Write out all the records again with every "rough mask" swapped for "coarse mask" and everything else unchanged. Leave the pictures out.
------ Data provided ------
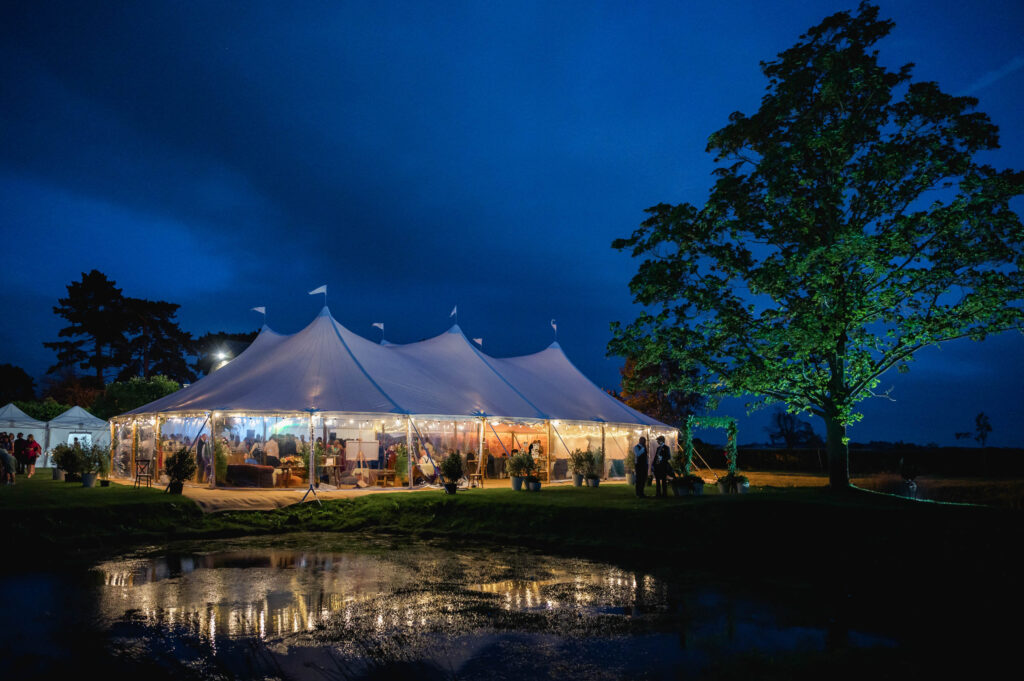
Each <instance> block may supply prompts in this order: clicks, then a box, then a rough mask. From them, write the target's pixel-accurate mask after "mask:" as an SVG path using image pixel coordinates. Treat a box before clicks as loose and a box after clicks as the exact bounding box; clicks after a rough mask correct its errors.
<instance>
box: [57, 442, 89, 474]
mask: <svg viewBox="0 0 1024 681" xmlns="http://www.w3.org/2000/svg"><path fill="white" fill-rule="evenodd" d="M52 456H53V463H54V464H56V467H57V468H59V469H60V470H62V471H63V472H65V473H66V474H67V475H70V476H72V477H74V476H76V475H78V474H79V473H81V472H82V468H83V464H84V459H85V455H84V453H83V452H82V448H80V446H71V445H70V444H57V445H56V446H55V448H53V455H52Z"/></svg>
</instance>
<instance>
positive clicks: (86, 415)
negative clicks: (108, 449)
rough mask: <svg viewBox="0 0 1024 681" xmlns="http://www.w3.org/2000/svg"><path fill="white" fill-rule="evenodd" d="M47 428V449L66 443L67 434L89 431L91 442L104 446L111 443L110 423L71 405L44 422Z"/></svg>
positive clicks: (71, 434) (87, 412)
mask: <svg viewBox="0 0 1024 681" xmlns="http://www.w3.org/2000/svg"><path fill="white" fill-rule="evenodd" d="M46 427H47V429H48V430H49V441H48V446H47V451H52V450H53V448H54V446H56V445H57V444H60V443H62V442H63V443H67V442H68V437H69V435H73V434H74V433H89V436H90V437H91V438H92V443H93V444H99V445H101V446H106V445H109V444H110V443H111V426H110V423H109V422H106V421H103V420H102V419H99V418H96V417H95V416H93V415H91V414H89V413H88V412H86V411H85V410H84V409H82V408H81V407H72V408H71V409H70V410H68V411H67V412H65V413H63V414H61V415H60V416H58V417H56V418H54V419H51V420H50V421H48V422H47V424H46Z"/></svg>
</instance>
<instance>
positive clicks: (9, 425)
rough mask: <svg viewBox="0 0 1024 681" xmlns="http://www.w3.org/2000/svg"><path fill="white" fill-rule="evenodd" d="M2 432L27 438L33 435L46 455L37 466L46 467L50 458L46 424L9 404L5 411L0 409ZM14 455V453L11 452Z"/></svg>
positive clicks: (45, 422) (42, 456)
mask: <svg viewBox="0 0 1024 681" xmlns="http://www.w3.org/2000/svg"><path fill="white" fill-rule="evenodd" d="M0 430H2V431H5V432H8V433H11V434H13V435H15V436H16V435H17V433H24V434H25V436H26V437H28V436H29V434H30V433H31V434H32V436H33V437H35V438H36V441H37V442H39V446H41V448H42V449H43V452H44V455H43V456H42V457H40V458H39V460H38V461H37V462H36V465H37V466H44V465H46V461H48V457H46V455H45V452H46V449H47V446H46V422H45V421H37V420H36V419H33V418H32V417H31V416H29V415H28V414H26V413H25V412H23V411H22V410H19V409H18V408H16V407H14V403H13V402H11V403H8V405H7V406H6V407H4V408H3V409H0ZM11 454H13V452H11Z"/></svg>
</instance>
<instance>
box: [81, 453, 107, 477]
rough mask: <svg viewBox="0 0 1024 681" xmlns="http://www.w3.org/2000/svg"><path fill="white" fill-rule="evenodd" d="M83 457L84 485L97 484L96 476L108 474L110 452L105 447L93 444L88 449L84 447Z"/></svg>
mask: <svg viewBox="0 0 1024 681" xmlns="http://www.w3.org/2000/svg"><path fill="white" fill-rule="evenodd" d="M81 452H82V454H81V457H82V459H81V460H82V486H83V487H94V486H96V476H97V475H106V471H108V469H109V467H110V466H109V464H110V462H109V460H108V452H106V449H105V448H102V446H99V445H98V444H93V445H92V446H90V448H88V449H83V450H82V451H81Z"/></svg>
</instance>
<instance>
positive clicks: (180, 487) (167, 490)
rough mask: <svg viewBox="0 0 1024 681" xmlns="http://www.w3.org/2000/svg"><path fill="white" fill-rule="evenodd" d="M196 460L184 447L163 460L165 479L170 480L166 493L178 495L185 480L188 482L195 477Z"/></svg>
mask: <svg viewBox="0 0 1024 681" xmlns="http://www.w3.org/2000/svg"><path fill="white" fill-rule="evenodd" d="M196 468H197V467H196V458H195V457H194V456H193V455H191V452H189V451H188V448H186V446H183V448H181V449H179V450H178V451H176V452H174V453H173V454H171V455H170V456H169V457H167V459H165V460H164V469H165V470H166V471H167V477H169V478H171V482H170V484H168V485H167V491H168V492H170V493H171V494H172V495H180V494H181V490H182V488H183V487H184V482H185V480H190V479H191V478H193V477H194V476H195V475H196Z"/></svg>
------
*Written answer*.
Each <instance> block may supply prompts in this order: clicks, then a box, then a coarse mask. From them, write the target's pixel-accurate mask after "mask:" as an SVG path using image pixel coordinates. Treat a box before clicks as loose and a box after clicks as the exact bounding box; clicks after a coarse mask correct its errors.
<instance>
box: [57, 442, 89, 474]
mask: <svg viewBox="0 0 1024 681" xmlns="http://www.w3.org/2000/svg"><path fill="white" fill-rule="evenodd" d="M52 456H53V463H54V464H56V467H57V468H59V469H60V470H62V471H63V472H65V473H66V474H67V475H70V476H72V477H74V476H76V475H78V474H79V473H81V472H82V468H83V464H84V459H85V455H84V453H83V452H82V448H80V446H71V445H70V444H57V445H56V446H55V448H53V455H52Z"/></svg>
</instance>
<instance>
positive clicks: (86, 415)
negative clicks: (108, 449)
coarse mask: <svg viewBox="0 0 1024 681" xmlns="http://www.w3.org/2000/svg"><path fill="white" fill-rule="evenodd" d="M47 428V449L66 443L67 434L89 431L91 442L104 446L111 443L110 423L71 405L44 422Z"/></svg>
positive clicks: (71, 434) (87, 412)
mask: <svg viewBox="0 0 1024 681" xmlns="http://www.w3.org/2000/svg"><path fill="white" fill-rule="evenodd" d="M46 427H47V429H48V430H49V441H48V446H47V451H52V450H53V448H54V446H56V445H57V444H60V443H62V442H63V443H67V442H68V437H69V435H73V434H74V433H89V436H90V437H91V438H92V443H93V444H99V445H101V446H106V445H109V444H110V443H111V426H110V423H109V422H106V421H103V420H102V419H99V418H96V417H95V416H93V415H91V414H89V413H88V412H86V411H85V410H84V409H82V408H81V407H72V408H71V409H70V410H68V411H67V412H65V413H63V414H61V415H60V416H58V417H56V418H54V419H51V420H50V421H48V422H47V424H46Z"/></svg>
</instance>
<instance>
positive clicks: (9, 425)
coarse mask: <svg viewBox="0 0 1024 681" xmlns="http://www.w3.org/2000/svg"><path fill="white" fill-rule="evenodd" d="M2 432L27 438L33 435L46 455L37 466L46 467L50 458L46 424L9 404L5 411L0 409ZM14 455V453L11 452Z"/></svg>
positive clicks: (45, 422) (42, 456)
mask: <svg viewBox="0 0 1024 681" xmlns="http://www.w3.org/2000/svg"><path fill="white" fill-rule="evenodd" d="M0 430H2V431H5V432H8V433H11V434H13V435H15V436H16V435H17V433H24V434H25V436H26V437H28V436H29V434H30V433H31V434H32V436H33V437H35V438H36V441H37V442H39V446H41V448H42V449H43V452H44V455H43V456H42V457H40V458H39V460H38V461H37V462H36V465H37V466H44V465H46V461H48V457H46V455H45V452H46V449H47V446H46V422H45V421H37V420H36V419H33V418H32V417H31V416H29V415H28V414H26V413H25V412H23V411H22V410H19V409H18V408H16V407H14V403H13V402H11V403H8V405H7V406H6V407H4V408H3V409H0ZM11 454H13V452H11Z"/></svg>
</instance>
<instance>
box: [81, 453, 107, 477]
coarse mask: <svg viewBox="0 0 1024 681" xmlns="http://www.w3.org/2000/svg"><path fill="white" fill-rule="evenodd" d="M83 457L84 485L97 484L96 476L108 474L110 452L105 447L93 444L88 449L84 447Z"/></svg>
mask: <svg viewBox="0 0 1024 681" xmlns="http://www.w3.org/2000/svg"><path fill="white" fill-rule="evenodd" d="M81 452H82V454H81V457H82V459H81V460H82V486H83V487H94V486H96V476H97V475H106V471H108V469H109V467H110V466H109V464H110V462H109V460H108V452H106V449H105V448H102V446H99V445H98V444H93V445H92V446H90V448H88V449H83V450H82V451H81Z"/></svg>
</instance>
<instance>
positive clicks: (180, 487) (167, 490)
coarse mask: <svg viewBox="0 0 1024 681" xmlns="http://www.w3.org/2000/svg"><path fill="white" fill-rule="evenodd" d="M196 460L184 447L163 460L165 479L170 480L166 493L178 495L185 480L188 482L195 477Z"/></svg>
mask: <svg viewBox="0 0 1024 681" xmlns="http://www.w3.org/2000/svg"><path fill="white" fill-rule="evenodd" d="M196 468H197V467H196V458H195V457H194V456H193V455H191V452H189V451H188V448H186V446H183V448H181V449H179V450H178V451H176V452H174V453H173V454H171V455H170V456H169V457H167V459H165V460H164V469H165V470H166V471H167V477H169V478H171V482H170V484H168V485H167V491H168V492H170V493H171V494H172V495H180V494H181V490H182V488H183V487H184V482H185V480H190V479H191V478H193V477H194V476H195V475H196Z"/></svg>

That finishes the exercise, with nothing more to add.